Takdir mempertemukan aku dan Nana di tahun
2023. Hallo Pak salam kenal, saya Rifki, guru baru, guru Pendidikan Agama
Islam, ucapku saat itu. Nana menerima dengan baik, kami memulai obrolan
dengan masing-masing menyalakan rokok dan meminum kopi dengan cangkir yang berbeda. Kala itu, aku belum melihat Nana sebagai seorang seorang esensialis,
penulis dan apalagi sebagai sahabatku dalam berolah pikir.
Aku ingat sekali, Prof. Mulyadhi dalam bukunya
Menembus Batas Waktu Panorama Filsafat Islam mengatakan bahwa berolah
pikir adalah salah satu cara kita untuk menjaga kesehatan mental dan pikiran.
Hal ini hanya aku rasakan, di tempat kerjaku, ketika bersama dengan Nana,
karena kami sama-sama orang yang banyak membaca buku. Itu tak aku temukan di guru
lainnya, hanya Nana yang bisa bertimpal pikiran denganku melalui pola pikir
seorang intelektual, dan begitu pula sebaliknya.
Sedikit sekali guru, -bila tidak boleh
dikatakan tidak ada-, yang mampu menemani pikiran Nana ketika berbincang
santai, semuanya hampir tidak kuat, keluar ruangan adalah pilihan orang-orang
yang lemah pikirannya itu, dan aku bertahan untuk mendengarkannya. Dalam hal
berpikir, Nana memang kuat sekali pikirannya mengenai bahasa, sastra dan
kesejarahan, baik sejarah Indonesia maupun Islam.
Aku senang
sekali bertemu dengan orang sepertinya, kataku dalam hati. Ya, mungkin Nana juga
demikian, Aku rindu bicara secara akademis seperti ini, kata Nana saat
itu di kontrakanku seusai aku membedah salah satu bukunya yang berjudul Solilokui.

****************

PERINTAH TUGAS> Ringkas paragraf dalam petikan tentang Nana di atas yang diawali "Sedikit sekali guru" menjadi satu kalimat singkat tanpa menghilangkan fakta utamanya.

****************

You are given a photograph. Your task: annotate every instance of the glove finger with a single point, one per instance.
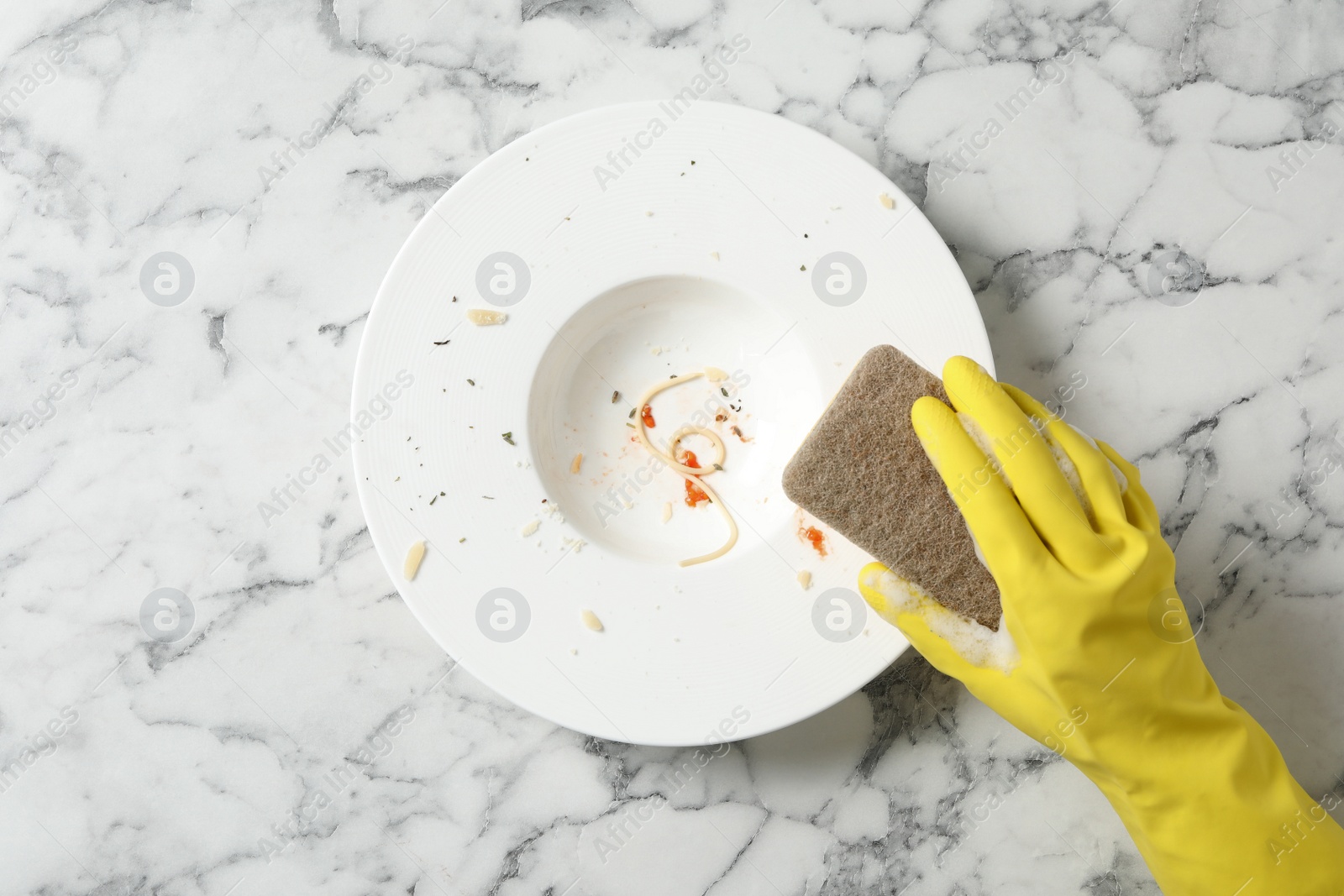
(917, 616)
(1099, 483)
(995, 517)
(1027, 461)
(1139, 506)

****************

JAWABAN SOAL> Hampir tidak ada guru yang sanggup mengimbangi pikiran Nana saat berbincang santai, dan kebanyakan memilih keluar ruangan, sedangkan aku bertahan mendengarkan Nana yang pikirannya sangat kuat dalam bahasa, sastra, serta sejarah Indonesia dan Islam.